===== DATA FOR THE TASK

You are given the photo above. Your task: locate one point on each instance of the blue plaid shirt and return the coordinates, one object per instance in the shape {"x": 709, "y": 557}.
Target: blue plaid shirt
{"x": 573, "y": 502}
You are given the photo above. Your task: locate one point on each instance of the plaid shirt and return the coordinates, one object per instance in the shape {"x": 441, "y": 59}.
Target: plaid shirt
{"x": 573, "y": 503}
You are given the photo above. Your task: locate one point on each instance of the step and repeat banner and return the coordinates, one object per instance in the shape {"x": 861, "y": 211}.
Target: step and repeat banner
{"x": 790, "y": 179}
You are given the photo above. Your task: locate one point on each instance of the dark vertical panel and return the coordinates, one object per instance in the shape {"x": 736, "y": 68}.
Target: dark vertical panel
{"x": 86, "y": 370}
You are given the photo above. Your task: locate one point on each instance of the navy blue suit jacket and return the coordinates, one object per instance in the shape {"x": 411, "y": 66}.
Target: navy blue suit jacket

==========

• TASK BRIEF: Rewrite the whole listing above, changing every "locate" to "mark" and keeping everything else the same.

• COMPLETED EXERCISE:
You are given the photo above. Your task: mark one point on each instance of the blue plaid shirt and return the coordinates, one object per instance in the shape {"x": 709, "y": 557}.
Target: blue plaid shirt
{"x": 573, "y": 502}
You are given the photo above. Your task: mark one point on each instance of the plaid shirt and return the coordinates, one object per instance in the shape {"x": 441, "y": 59}.
Target: plaid shirt
{"x": 573, "y": 503}
You are given the photo above. Your task: mark one point on each instance of the step and repeat banner and return the coordinates, one object per instance in the shape {"x": 861, "y": 211}.
Target: step and repeat banner
{"x": 790, "y": 179}
You are given the photo above. Your task: mark one point on each instance of the dark vertical panel and return the coordinates, one object per instance in the shape {"x": 736, "y": 68}.
Target: dark vertical panel
{"x": 86, "y": 370}
You are given the photo above. Your task: mark one point on each instance of the navy blue suit jacket and return the coordinates, one object per instance in the shape {"x": 411, "y": 66}.
Target: navy blue suit jacket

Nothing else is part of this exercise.